Selected passage:
I'm trying to implement RGB to HSV conversion from opencv in pure numpy using formula from here:
def rgb2hsv_opencv(img_rgb):
img_hsv = cv2.cvtColor(img_rgb, cv2.COLOR_RGB2HSV)
return img_hsv
def rgb2hsv_np(img_rgb):
assert img_rgb.dtype == np.float32
height, width, c = img_rgb.shape
r, g, b = img_rgb[:,:,0], img_rgb[:,:,1], img_rgb[:,:,2]
t = np.min(img_rgb, axis=-1)
v = np.max(img_rgb, axis=-1)
s = (v - t) / (v + 1e-6)
s[v==0] = 0
# v==r
hr = 60 * (g - b) / (v - t + 1e-6)
# v==g
hg = 120 + 60 * (b - r) / (v - t + 1e-6)
# v==b
hb = 240 + 60 * (r - g) / (v - t + 1e-6)
h = np.zeros((height, width), np.float32)
h = h.flatten()
hr = hr.flatten()
hg = hg.flatten()
hb = hb.flatten()
h[(v==r).flatten()] = hr[(v==r).flatten()]
h[(v==g).flatten()] = hg[(v==g).flatten()]
h[(v==b).flatten()] = hb[(v==b).flatten()]
h[h<0] += 360
h = h.reshape((height, width))
img_hsv = np.stack([h, s, v], axis=-1)
return img_hsv
img_bgr = cv2.imread('00000.png')
img_rgb = cv2.cvtColor(img_bgr, cv2.COLOR_BGR2RGB)
img_rgb = img_rgb / 255.0
img_rgb = img_rgb.astype(np.float32)
img_hsv1 = rgb2hsv_np(img_rgb)
img_hsv2 = rgb2hsv_opencv(img_rgb)
print('max diff:', np.max(np.fabs(img_hsv1 - img_hsv2)))
print('min diff:', np.min(np.fabs(img_hsv1 - img_hsv2)))
print('mean diff:', np.mean(np.fabs(img_hsv1 - img_hsv2)))
But I get big diff:
max diff: 240.0
min diff: 0.0
mean diff: 0.18085355
Do I missing something?
Also maybe it's possible to write numpy code more efficient, for example without flatten?

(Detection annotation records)

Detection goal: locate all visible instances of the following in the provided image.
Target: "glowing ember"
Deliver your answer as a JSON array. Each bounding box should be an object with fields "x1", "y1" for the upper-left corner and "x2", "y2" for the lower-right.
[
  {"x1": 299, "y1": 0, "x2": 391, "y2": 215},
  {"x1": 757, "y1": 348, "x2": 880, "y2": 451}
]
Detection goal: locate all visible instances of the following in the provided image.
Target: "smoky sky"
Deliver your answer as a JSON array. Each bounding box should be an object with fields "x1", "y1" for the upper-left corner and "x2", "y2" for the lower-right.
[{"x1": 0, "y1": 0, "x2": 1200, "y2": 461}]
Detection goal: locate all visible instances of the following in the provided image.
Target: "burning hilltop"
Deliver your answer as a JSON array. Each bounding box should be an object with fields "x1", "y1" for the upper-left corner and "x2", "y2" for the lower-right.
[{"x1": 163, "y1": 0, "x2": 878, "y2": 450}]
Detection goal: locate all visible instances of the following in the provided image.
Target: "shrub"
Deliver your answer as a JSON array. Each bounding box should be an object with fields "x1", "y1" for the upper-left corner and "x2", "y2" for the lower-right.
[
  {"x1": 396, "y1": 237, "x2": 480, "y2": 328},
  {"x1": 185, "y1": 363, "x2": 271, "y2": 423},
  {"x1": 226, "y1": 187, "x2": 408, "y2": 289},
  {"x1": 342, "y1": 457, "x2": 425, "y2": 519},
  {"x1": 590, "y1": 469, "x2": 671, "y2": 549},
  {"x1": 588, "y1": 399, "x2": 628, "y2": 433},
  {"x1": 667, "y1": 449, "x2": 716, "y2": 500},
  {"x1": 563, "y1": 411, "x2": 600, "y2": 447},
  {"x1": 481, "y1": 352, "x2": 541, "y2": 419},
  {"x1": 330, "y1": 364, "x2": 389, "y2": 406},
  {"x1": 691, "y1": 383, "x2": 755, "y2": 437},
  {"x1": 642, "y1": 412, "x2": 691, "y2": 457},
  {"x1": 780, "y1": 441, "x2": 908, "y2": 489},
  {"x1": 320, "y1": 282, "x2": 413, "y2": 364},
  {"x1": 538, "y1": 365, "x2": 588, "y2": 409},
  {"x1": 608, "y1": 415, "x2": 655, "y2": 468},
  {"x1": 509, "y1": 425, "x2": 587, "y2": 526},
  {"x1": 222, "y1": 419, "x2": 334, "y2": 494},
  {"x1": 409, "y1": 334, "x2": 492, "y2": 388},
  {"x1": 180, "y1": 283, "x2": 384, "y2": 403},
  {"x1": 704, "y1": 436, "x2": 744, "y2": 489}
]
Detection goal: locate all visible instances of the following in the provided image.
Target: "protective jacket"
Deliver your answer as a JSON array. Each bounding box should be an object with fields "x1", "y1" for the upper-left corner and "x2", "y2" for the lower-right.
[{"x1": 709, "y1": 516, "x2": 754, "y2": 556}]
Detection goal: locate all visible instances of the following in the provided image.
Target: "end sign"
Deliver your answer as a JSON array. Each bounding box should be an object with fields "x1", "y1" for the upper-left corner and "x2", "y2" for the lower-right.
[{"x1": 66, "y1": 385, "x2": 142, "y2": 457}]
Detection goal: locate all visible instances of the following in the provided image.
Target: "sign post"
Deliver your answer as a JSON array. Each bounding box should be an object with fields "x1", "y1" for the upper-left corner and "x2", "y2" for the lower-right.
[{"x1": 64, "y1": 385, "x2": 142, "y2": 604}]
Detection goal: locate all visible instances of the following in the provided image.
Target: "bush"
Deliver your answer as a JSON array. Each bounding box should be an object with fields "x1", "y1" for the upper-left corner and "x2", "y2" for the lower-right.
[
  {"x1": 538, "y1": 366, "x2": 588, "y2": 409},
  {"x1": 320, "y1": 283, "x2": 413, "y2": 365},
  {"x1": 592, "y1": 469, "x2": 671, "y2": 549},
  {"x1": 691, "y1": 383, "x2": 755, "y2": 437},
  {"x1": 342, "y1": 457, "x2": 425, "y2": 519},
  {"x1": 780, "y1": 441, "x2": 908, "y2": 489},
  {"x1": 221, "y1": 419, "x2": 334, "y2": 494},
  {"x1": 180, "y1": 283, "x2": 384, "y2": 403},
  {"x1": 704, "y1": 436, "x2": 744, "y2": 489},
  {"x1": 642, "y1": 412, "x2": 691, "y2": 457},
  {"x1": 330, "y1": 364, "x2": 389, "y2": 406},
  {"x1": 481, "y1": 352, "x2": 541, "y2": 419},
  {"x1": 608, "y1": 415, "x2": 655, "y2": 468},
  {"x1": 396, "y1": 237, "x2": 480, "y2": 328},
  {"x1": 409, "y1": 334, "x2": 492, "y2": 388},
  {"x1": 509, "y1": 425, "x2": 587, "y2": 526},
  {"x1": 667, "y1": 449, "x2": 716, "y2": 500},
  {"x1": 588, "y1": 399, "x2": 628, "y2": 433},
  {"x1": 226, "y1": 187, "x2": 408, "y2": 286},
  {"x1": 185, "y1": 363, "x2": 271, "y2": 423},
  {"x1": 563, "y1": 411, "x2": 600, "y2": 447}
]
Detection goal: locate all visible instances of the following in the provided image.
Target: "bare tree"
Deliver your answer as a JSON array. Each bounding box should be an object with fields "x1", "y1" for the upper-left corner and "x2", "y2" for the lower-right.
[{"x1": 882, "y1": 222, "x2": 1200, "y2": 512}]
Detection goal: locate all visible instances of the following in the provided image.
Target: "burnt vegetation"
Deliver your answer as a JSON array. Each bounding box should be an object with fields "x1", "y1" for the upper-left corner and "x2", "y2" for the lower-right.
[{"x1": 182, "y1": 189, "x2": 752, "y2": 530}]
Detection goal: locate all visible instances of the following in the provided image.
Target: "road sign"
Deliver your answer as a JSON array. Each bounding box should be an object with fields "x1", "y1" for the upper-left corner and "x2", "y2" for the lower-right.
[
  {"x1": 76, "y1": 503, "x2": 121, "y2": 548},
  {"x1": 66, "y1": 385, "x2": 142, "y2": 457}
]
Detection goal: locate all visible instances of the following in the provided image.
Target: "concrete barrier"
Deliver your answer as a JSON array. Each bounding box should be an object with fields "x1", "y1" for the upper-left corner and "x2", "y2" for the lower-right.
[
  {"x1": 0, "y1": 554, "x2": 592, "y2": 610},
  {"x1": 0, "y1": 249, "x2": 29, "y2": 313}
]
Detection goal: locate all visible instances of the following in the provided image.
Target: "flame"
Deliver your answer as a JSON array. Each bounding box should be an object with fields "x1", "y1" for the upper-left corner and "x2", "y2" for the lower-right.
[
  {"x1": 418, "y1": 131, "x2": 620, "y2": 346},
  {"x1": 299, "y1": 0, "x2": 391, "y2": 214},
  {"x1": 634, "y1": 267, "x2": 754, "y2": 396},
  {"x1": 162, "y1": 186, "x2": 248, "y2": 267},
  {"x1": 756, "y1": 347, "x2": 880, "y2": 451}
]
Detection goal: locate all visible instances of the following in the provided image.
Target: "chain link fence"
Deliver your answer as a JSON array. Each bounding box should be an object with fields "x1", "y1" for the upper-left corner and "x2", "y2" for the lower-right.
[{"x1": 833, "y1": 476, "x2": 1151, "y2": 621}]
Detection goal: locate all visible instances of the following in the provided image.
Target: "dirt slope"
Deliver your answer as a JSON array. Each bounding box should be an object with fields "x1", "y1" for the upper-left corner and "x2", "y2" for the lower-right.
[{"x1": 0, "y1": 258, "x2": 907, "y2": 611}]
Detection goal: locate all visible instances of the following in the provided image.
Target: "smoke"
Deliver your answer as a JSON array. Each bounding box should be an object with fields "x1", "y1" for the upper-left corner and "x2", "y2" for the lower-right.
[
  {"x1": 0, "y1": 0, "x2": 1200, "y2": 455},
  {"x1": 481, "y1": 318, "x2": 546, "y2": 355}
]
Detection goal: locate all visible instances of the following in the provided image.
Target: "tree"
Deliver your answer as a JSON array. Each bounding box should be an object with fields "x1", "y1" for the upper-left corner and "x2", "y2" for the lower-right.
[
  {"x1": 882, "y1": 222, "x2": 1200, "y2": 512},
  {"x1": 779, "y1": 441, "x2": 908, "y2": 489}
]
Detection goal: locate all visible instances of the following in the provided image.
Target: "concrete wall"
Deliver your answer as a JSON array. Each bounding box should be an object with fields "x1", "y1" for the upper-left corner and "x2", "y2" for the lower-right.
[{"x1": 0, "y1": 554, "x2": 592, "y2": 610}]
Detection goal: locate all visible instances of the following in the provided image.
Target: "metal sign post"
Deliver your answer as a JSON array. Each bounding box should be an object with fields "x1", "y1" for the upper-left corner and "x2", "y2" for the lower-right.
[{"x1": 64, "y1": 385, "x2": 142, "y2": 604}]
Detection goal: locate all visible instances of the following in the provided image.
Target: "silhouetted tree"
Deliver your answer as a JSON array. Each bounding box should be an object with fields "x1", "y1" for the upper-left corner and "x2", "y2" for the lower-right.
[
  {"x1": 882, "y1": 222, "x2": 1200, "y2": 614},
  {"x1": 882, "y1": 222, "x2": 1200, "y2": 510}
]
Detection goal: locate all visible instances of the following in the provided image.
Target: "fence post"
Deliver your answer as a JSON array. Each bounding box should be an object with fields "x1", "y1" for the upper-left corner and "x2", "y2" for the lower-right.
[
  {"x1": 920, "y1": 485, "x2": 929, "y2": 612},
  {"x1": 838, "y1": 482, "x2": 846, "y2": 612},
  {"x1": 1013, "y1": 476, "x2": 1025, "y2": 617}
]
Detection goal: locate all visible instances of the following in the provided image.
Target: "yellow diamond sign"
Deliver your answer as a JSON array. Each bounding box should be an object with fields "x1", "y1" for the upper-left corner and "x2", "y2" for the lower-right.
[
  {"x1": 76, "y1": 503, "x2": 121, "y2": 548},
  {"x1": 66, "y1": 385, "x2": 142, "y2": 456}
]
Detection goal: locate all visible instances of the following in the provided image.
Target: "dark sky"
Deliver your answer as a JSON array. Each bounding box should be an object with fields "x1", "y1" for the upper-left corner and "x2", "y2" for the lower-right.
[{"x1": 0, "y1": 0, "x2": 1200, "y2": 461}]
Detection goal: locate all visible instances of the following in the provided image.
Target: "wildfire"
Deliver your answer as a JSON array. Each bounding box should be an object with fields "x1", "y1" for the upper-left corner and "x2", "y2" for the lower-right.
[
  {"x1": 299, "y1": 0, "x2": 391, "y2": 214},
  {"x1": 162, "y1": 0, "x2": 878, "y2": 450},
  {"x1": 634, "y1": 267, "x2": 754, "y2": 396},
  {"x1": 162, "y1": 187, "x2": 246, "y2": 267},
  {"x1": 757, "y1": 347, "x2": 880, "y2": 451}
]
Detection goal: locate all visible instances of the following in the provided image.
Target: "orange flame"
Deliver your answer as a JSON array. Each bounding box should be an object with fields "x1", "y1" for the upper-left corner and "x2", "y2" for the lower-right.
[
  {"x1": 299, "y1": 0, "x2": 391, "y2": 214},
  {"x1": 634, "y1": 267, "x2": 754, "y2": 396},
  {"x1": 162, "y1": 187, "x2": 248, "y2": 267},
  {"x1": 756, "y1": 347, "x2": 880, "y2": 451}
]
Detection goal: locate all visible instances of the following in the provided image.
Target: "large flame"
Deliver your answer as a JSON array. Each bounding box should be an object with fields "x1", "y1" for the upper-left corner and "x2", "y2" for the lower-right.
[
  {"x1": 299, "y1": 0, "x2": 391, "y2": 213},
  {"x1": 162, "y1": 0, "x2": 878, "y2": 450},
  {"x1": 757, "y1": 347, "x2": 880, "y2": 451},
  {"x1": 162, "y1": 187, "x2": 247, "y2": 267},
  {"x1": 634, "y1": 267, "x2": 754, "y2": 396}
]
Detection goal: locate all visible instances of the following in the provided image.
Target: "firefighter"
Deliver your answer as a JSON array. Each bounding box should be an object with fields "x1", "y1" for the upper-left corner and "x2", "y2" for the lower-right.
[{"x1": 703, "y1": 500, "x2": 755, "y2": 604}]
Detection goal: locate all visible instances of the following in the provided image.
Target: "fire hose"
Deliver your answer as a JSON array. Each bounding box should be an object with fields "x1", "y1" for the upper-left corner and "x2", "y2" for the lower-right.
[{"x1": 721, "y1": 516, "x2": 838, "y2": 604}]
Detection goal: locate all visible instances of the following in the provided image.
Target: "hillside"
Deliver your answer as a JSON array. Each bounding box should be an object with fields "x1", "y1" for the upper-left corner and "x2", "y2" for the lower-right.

Problem details:
Answer these questions from the RGB-to-HSV conversion thread above:
(a) What data type does the function rgb2hsv_np require its input image to have?
(b) What maximum difference is reported between the two conversions?
(c) What value is added to hue values that are less than zero?

Worked answer:
(a) np.float32
(b) 240.0
(c) 360